* _AIM OF THE TASK_: A faithful copy of all the data is required; pictures should not be included.

* _MATERIAL PROVIDED_:
'''
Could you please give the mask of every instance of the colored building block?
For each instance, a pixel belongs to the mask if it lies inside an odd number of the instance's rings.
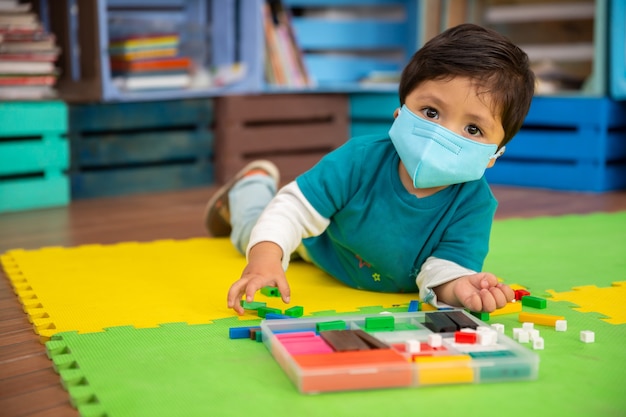
[[[479,320],[482,321],[488,321],[489,320],[489,313],[485,312],[485,311],[470,311],[469,312],[472,316],[476,317]]]
[[[469,355],[419,356],[414,359],[419,385],[457,384],[474,381]],[[445,366],[442,366],[445,365]]]
[[[390,315],[380,315],[376,317],[365,318],[365,330],[367,331],[387,331],[393,330],[395,327],[395,319]]]
[[[530,295],[530,291],[515,290],[515,300],[516,301],[520,301],[522,299],[522,297],[526,297],[527,295]]]
[[[557,320],[556,323],[554,323],[554,329],[557,332],[567,331],[567,320]]]
[[[320,332],[320,336],[336,352],[370,349],[370,346],[352,330],[326,330]]]
[[[522,297],[522,305],[526,307],[544,309],[548,305],[548,301],[545,298],[525,295]]]
[[[460,329],[476,329],[478,327],[478,324],[474,320],[467,317],[461,311],[449,311],[446,313],[446,317],[452,320],[457,325],[457,328],[459,330]]]
[[[381,342],[371,334],[361,330],[353,330],[354,334],[361,338],[365,343],[369,345],[371,349],[389,349],[389,345],[384,342]]]
[[[259,315],[259,317],[263,317],[263,318],[265,318],[267,313],[282,314],[282,310],[280,310],[279,308],[271,308],[271,307],[260,307],[256,312]]]
[[[476,332],[457,331],[454,332],[454,341],[456,343],[475,344],[478,339]]]
[[[521,323],[534,323],[542,326],[556,326],[556,322],[559,320],[565,320],[563,316],[553,316],[549,314],[537,314],[537,313],[519,313],[518,320]]]
[[[228,337],[230,339],[248,339],[250,338],[250,330],[259,329],[258,326],[248,326],[248,327],[231,327],[228,329]]]
[[[261,288],[261,294],[267,297],[280,297],[280,291],[278,291],[278,288],[270,286]]]
[[[304,308],[302,306],[293,306],[285,310],[285,315],[291,317],[302,317]]]
[[[411,300],[409,302],[409,312],[419,311],[420,310],[420,302],[419,300]]]
[[[591,330],[581,330],[580,341],[584,343],[594,343],[596,341],[596,334]]]
[[[265,320],[282,320],[282,319],[292,319],[293,317],[287,316],[285,314],[277,314],[277,313],[266,313]]]
[[[317,332],[323,332],[325,330],[345,330],[346,322],[343,320],[324,321],[315,325]]]
[[[428,327],[435,333],[448,333],[459,330],[459,327],[453,322],[445,312],[434,312],[426,316],[424,326]]]
[[[244,310],[258,310],[259,308],[265,307],[267,305],[263,301],[247,302],[246,300],[241,300],[239,304],[244,308]]]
'''
* _YOUR SOLUTION_:
Could you please give the mask of every instance of the colored building block?
For each instance, a pixel belongs to the mask if it lies inside an odd number of the instance's rings.
[[[479,320],[482,321],[488,321],[489,320],[489,313],[485,312],[485,311],[470,311],[469,312],[472,316],[476,317]]]
[[[469,355],[419,356],[414,359],[419,385],[457,384],[474,381]],[[445,366],[442,366],[445,365]]]
[[[390,315],[380,315],[376,317],[365,318],[365,330],[367,331],[387,331],[393,330],[395,327],[395,319]]]
[[[530,295],[530,291],[515,290],[515,300],[516,301],[520,301],[522,299],[522,297],[526,297],[527,295]]]
[[[557,320],[556,323],[554,323],[554,329],[557,332],[567,331],[567,320]]]
[[[320,332],[320,336],[336,352],[370,349],[370,346],[352,330],[326,330]]]
[[[522,297],[522,305],[526,307],[544,309],[548,305],[548,301],[545,298],[525,295]]]
[[[460,329],[476,329],[478,327],[478,324],[474,320],[467,317],[461,311],[449,311],[446,313],[446,317],[452,320],[457,325],[457,328],[459,330]]]
[[[381,342],[371,334],[361,330],[353,330],[354,334],[361,338],[365,343],[369,345],[371,349],[389,349],[389,345],[384,342]]]
[[[259,315],[259,317],[263,317],[263,318],[265,318],[267,313],[282,314],[282,310],[280,310],[279,308],[271,308],[271,307],[260,307],[256,312]]]
[[[476,332],[457,331],[454,332],[454,341],[456,343],[475,344],[478,339]]]
[[[521,323],[534,323],[542,326],[556,326],[556,322],[559,320],[565,320],[563,316],[553,316],[549,314],[537,314],[537,313],[519,313],[518,320]]]
[[[228,337],[230,339],[248,339],[250,338],[250,330],[259,329],[258,326],[248,326],[248,327],[231,327],[228,329]]]
[[[261,288],[261,294],[267,297],[280,297],[280,291],[278,291],[278,288],[270,286]]]
[[[304,308],[302,306],[293,306],[285,310],[285,315],[291,317],[302,317]]]
[[[411,300],[409,302],[409,312],[419,311],[420,310],[420,302],[419,300]]]
[[[591,330],[581,330],[580,341],[584,343],[594,343],[596,341],[596,334]]]
[[[265,320],[282,320],[282,319],[292,319],[293,317],[287,316],[285,314],[277,314],[277,313],[266,313]]]
[[[317,332],[323,332],[325,330],[345,330],[346,322],[343,320],[324,321],[315,325]]]
[[[428,327],[435,333],[448,333],[459,330],[459,327],[453,322],[445,312],[434,312],[426,316],[424,326]]]
[[[244,310],[258,310],[259,308],[265,307],[267,305],[263,301],[247,302],[246,300],[241,300],[239,304],[244,308]]]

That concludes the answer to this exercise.